▶ **Trecho apresentado**
/---

Alisson e Muriel, Diego e Diogo, antes ainda, Carpegiani e Borjão, os laterais Fábio e Rafael, os De Boer, Zico e Edu, Alecsandro e Richarlyson, Gabriel e Diego Milito, e os gêmeos argentinos Guillermo e Gustavo Barros Schelotto são alguns exemplos de irmãos no futebol. Pois a partir da próxima semana, o Inter voltará a ter dois manos no clube: os Schwaizer. Mas eles estarão em equipes diferentes.
O atacante Pedro Lucas, no time de Odair Hellmann, e a meia-atacante Maria Luiza, a Malu, na equipe feminina, depois que ela trocou as Sereias da Vila, do Santos, pelas Gurias Coloradas. Aos 20 anos de idade, metade deles vividos na base do Inter, o camisa 41, dono de 1m85cm de altura, começa a receber as primeiras chances no elenco principal. Estreou em Ijuí, na vitória sobre o São Luiz, e poderá receber nova chance neste domingo (27), às 17h, no Passo D'Areia, diante do São José. Enquanto isso, Malu decidiu deixar o Santos – que, no futebol feminino, é uma espécie de Palmeiras no masculino –, voltar para casa e assinar por um ano com o Inter, acreditando no projeto do clube e na chance de uma convocação para a Seleção Brasileira sub-18.
Os Schwaizer, que trocaram a cidade de Vale Real – uma pequena joia perto de Feliz, no Vale do Caí –, em 2009, por Porto Alegre para que Pedro Lucas pudesse cumprir os turnos de treinos na base colorada, parecem ter saído de um comercial de TV no intervalo do Super Bowl. Filhos de pai empresário – André tem um negócio de família, um hortifrúti na Ceasa – e mãe psicóloga, eles moram em um bonito apartamento, em condomínio caro, tendo sob as janelas a vista de boa parte da cidade.
— Eu tinha muito preconceito com o futebol. Não queria que meus filhos largassem os estudos para jogar. Não era profissão, queria ver eles ganhando o mundo. Mas, depois que passei a acompanhar, vi que futebol é vida. Nossas férias de verão passaram a ser em Alegrete, para assistir ao Efipan — conta Cris, a matriarca-coruja dos Schwaizer.
Se Pedro Lucas, que tem contrato com o Inter até o final de 2020, faz o estilo centroavante europeu, Malu à primeira vista parece um misto da Larissa Manoela, ex-Carrossel, com uma atitude do ícone argentino Mafalda. Quando começa a conversar sobre futebol, tem fogo nos olhos. Nem parece ter 17 anos, tamanha convicção no que pretende para a vida.
— Tens que ver ela com a bola no pé então — diz Pedro Lucas. — É mais habilidosa que eu — emenda o atacante colorado.
Aos seis anos de idade, Malu pediu à mãe para parar com as aulas de balé.
— Quero jogar futebol, como o mano — pediu a camisa 10, dona de quase 1m60cm de altura, decidida a trocar as sapatilhas pelas chuteiras.
Cris, que já havia passado por um longo processo de aceitação ao filho boleiro, acabara de receber um novo choque.

\---

[Trechos de conjunto de dados de rotulagem de pontos]

/---

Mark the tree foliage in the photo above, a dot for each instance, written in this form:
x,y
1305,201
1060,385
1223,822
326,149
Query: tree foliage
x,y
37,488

\---

▶ **O que fazer**
• A. Repita literalmente a parte da reportagem sobre os irmãos Schwaizer que vai de "Alisson e Muriel, Diego" até "em equipes diferentes.".
• B. Liste todos os clubes de futebol que a reportagem sobre os irmãos Schwaizer cita pelo nome, sem contar os apelidos de equipes.
• C. Prossiga a reportagem sobre os irmãos Schwaizer a partir da última frase apresentada.

▶ **Respostas escritas**
• A.
Alisson e Muriel, Diego e Diogo, antes ainda, Carpegiani e Borjão, os laterais Fábio e Rafael, os De Boer, Zico e Edu, Alecsandro e Richarlyson, Gabriel e Diego Milito, e os gêmeos argentinos Guillermo e Gustavo Barros Schelotto são alguns exemplos de irmãos no futebol. Pois a partir da próxima semana, o Inter voltará a ter dois manos no clube: os Schwaizer. Mas eles estarão em equipes diferentes.

• B.
Inter
Santos
Palmeiras
São Luiz
São José

• C.
— Hoje me orgulho de ter dois filhos de alta performance — conta Cris Schwaizer.
Pedro Lucas, fã de Fernandão e do inglês Harry Kane, atacante do Tottenham, também não fica para trás em termos de maturidade. Nem parece ter apenas 20 anos quando a entrevista se inicia. Além da bola, ele cursa faculdade de educação física na Sogipa. Em casa, os irmãos e os pais enxergam de perto a enorme diferença entre o futebol masculino e o feminino. Ainda antes de buscar um lugar ao sol no time de Odair, o atacante já sonha inaugurar em Vale Real um projeto social voltado ao futebol para meninas e meninos.
— No futebol feminino, as atletas se ajudam muito. É claro que há rivalidade, mas elas sabem que estão em uma causa juntas, algo maior — afirma Pedro Lucas.
— Na final do Gauchão, as meninas do Grêmio receberam a taça em um pódio que era uma mesa. Inter, Corinthians, Santos... todos divulgaram isso. Como assim, uma mesa? — recorda, indignada, Malu.
Chamada de "Patricinha" em seus primeiros meses de Santos, quando aos 16 anos de idade precisava arrumar um espaço entre as profissionais da equipe, mulheres com 20, 25, 30, 35 anos, Malu permaneceu por duas temporadas entre a Vila Belmiro e a Seleção. Até que surgiu o convite do Inter para disputar o Brasileirão sub-18 nessa temporada.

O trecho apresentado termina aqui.